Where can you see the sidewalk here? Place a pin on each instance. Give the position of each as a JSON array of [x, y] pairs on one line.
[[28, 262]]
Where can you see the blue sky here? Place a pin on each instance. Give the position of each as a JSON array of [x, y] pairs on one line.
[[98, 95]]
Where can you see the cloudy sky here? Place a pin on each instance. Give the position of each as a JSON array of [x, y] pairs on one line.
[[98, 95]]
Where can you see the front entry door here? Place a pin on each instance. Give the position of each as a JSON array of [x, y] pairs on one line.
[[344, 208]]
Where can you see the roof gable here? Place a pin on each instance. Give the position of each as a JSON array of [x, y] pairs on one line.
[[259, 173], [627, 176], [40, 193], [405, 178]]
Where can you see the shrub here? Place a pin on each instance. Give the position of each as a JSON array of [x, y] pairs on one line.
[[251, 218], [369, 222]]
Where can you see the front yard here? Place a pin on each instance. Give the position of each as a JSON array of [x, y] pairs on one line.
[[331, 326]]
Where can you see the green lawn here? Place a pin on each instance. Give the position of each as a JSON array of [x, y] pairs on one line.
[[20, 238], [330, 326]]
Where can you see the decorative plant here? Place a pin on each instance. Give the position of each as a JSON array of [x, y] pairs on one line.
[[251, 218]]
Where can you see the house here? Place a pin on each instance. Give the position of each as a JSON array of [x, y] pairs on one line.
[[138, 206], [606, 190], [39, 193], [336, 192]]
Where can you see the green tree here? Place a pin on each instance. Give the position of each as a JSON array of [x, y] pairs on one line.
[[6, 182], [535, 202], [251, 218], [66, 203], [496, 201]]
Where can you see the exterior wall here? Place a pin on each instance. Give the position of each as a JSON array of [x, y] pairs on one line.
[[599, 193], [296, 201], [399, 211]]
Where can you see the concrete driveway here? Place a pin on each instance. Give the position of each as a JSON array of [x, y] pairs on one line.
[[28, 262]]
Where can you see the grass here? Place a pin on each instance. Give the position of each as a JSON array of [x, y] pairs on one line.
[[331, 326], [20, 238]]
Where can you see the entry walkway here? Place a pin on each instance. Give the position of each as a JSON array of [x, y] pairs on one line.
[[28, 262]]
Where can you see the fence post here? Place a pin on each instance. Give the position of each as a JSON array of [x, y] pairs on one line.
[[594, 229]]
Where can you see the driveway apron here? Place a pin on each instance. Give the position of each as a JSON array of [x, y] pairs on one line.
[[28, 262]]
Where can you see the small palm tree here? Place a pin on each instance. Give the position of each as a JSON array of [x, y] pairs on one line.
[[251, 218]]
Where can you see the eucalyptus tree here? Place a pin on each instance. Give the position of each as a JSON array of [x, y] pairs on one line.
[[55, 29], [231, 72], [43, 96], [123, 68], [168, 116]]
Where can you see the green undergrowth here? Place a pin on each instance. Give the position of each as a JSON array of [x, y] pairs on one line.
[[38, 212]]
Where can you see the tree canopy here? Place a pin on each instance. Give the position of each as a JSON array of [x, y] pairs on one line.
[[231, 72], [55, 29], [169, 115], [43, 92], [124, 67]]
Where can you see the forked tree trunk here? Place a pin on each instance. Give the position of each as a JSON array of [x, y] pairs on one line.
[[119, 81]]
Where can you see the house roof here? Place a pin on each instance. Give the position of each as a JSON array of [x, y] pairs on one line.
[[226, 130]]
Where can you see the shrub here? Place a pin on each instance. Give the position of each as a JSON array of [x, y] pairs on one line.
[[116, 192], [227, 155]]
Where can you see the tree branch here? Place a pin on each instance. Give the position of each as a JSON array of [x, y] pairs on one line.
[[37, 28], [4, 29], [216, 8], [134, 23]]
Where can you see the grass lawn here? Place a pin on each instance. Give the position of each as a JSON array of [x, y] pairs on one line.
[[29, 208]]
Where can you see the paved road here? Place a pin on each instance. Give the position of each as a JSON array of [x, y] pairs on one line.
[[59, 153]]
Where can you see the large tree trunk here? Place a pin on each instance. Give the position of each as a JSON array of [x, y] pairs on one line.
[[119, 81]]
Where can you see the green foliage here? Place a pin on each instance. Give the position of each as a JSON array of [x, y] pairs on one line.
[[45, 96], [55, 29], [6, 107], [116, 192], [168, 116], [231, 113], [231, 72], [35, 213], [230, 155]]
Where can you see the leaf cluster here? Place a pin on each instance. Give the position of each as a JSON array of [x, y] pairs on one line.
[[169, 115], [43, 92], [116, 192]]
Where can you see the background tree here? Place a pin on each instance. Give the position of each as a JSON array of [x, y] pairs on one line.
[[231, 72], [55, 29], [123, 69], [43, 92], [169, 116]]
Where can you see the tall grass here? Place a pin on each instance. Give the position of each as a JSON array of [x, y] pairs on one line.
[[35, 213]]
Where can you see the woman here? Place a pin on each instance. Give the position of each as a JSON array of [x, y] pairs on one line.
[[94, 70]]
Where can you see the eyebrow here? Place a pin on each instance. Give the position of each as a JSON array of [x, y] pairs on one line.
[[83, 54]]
● ● ● ● ● ● ●
> **PROBLEM DETAILS**: Provide an exact reproduction of all the entries shown above.

> **RESPONSE BOX**:
Where can you see the sidewalk here? Place a pin on each instance. Give the position of each as a JSON array of [x, y] pairs on one line.
[[28, 262]]
Where can you see the blue sky here? Place a pin on each instance. Give the position of each as a JSON array of [x, y] pairs on one line.
[[98, 95]]
Where can you see the cloudy sky here? Place a pin on each instance. Give the position of each as a JSON array of [x, y] pairs on one line.
[[98, 95]]
Where can you see the front entry door here? Place a pin on each instance. Give the position of each as a JSON array of [x, y] pairs on one line.
[[344, 208]]
Where can you see the roof gable here? Place a pin on each instance. Give the position of each as a JSON array of [x, y] pairs on one line.
[[259, 173], [627, 176], [40, 193], [405, 178]]
Where can you see the shrub here? Place a pin on each instance. Give the position of each as a JSON array of [x, y] pairs on one line.
[[251, 218], [369, 222]]
Where can you see the front yard here? Place a pin on each instance. Give the position of each as a JSON array of [x, y] pairs on one line.
[[331, 326]]
Where can you see the green lawn here? Place a pin on each instance. Give the position of each as a JSON array of [x, y] pairs on one line.
[[20, 238], [330, 326]]
Where can you see the decorative plant here? Place a pin on each instance. Give the position of each as a JSON array of [x, y] pairs on one line.
[[251, 218]]
Where can you see the house here? Place a pin on each instance. Give the position of each as a JSON array of [x, y] pairs on one line.
[[138, 206], [606, 190], [39, 193], [336, 192]]
Where can you see the green tree here? Place a pin on each instance. Give the position of each as a JSON array of [x, y] pairs on one line.
[[6, 182], [535, 202], [251, 218], [66, 203], [496, 201]]
Where can you see the exterior wall here? Place a pin on each instance. Give the position of each as a JSON array of [x, y] pairs on one line.
[[599, 193], [296, 201], [399, 211]]
Where can you see the concrete driveway here? Place a pin on each instance. Give the position of each as a JSON array of [x, y] pairs on one line.
[[28, 262]]
Where can you see the grass here? Place a pin on each instance. Give the position of each as a JSON array of [x, y] pairs on one line.
[[331, 326], [20, 238]]
Where can you see the entry walkway here? Place a pin on each instance. Give the position of each as a JSON array of [x, y] pairs on one line.
[[28, 262]]
Where can you see the fence post here? Place a pin on each instance. Give the position of each as a JSON array of [x, y] pairs on one line.
[[594, 229]]
Where can you see the driveway apron here? Place a pin on each instance. Give the position of each as a JSON array of [x, y] pairs on one line.
[[28, 262]]
Where can you see the small palm tree here? Place a pin on each instance. Give the position of each as a JSON array of [x, y] pairs on one line.
[[251, 218]]
Where can you see the eucalyptus tree here? Place a pin on each instance. Give the position of each as a JSON array of [x, y] pairs on one line.
[[55, 29], [231, 72], [43, 96], [123, 68], [168, 116]]
Where can you see the green undergrowth here? Place a pin on each instance. Give the position of each as a JSON array of [x, y] pairs on one line.
[[38, 212]]
Where can you see the tree canopy here? Place a pin on each instance. Give the position of each as a JSON array of [x, y] pairs on one line.
[[231, 72], [55, 29], [169, 115], [43, 92], [124, 67]]
Where can you see the forked tree trunk here? Place a pin on each instance. Give the position of each as a JSON array of [x, y] pairs on one line.
[[119, 81]]
Where can you see the house roof here? Place a pin on each instance. Give the position of each as a JSON array of [x, y] pairs on one line.
[[226, 130]]
Where can you see the shrub here? Place a pin on each instance. Give the position of each as a JSON array of [x, y] pairs on one line.
[[116, 192], [227, 155]]
Where can you see the tree branch here? Place a pin on each instance. Give the position of each as a JSON array of [x, y] pairs on one line.
[[37, 28], [4, 29], [216, 8], [134, 23]]
Where can you see the grass lawn here? Place a pin on each instance. Give the position of each as a JSON array of [x, y] pairs on one line.
[[29, 208]]
Where can you see the paved road here? Place a pin on each instance. Give the position of each as a JSON array of [x, y] pairs on one line.
[[59, 153]]
Where can you see the large tree trunk here? Place a pin on each instance. Give the position of each as a JSON array of [x, y] pairs on one line.
[[119, 81]]
Where can you see the green foliage here? Place a pin on each instance. Give the position of each as a JSON array of [x, y] pairs on one line.
[[45, 96], [55, 29], [6, 107], [116, 192], [168, 116], [231, 113], [231, 72], [35, 213], [230, 155]]
Where can you see the leaf cluster here? Place a pin on each instance. Give the position of each as a JSON array of [x, y] pairs on one line.
[[169, 115], [43, 92], [116, 192]]
Where can you see the background tree here? Place a pin on each instance. Give the position of each as a JSON array of [x, y] pairs on one line.
[[231, 72], [55, 29], [123, 69], [43, 92], [169, 116]]
Where can you see the tall grass here? Place a pin on each instance. Give the position of each as a JSON array of [x, y] pairs on one line.
[[35, 213]]
Where can you see the woman here? Place a pin on each instance. Give the position of each as a JSON array of [x, y] pairs on one line.
[[94, 70]]
Where can you see the eyebrow here? Place a pin on each instance. Give the position of each as a JSON array of [x, y] pairs on one line.
[[83, 54]]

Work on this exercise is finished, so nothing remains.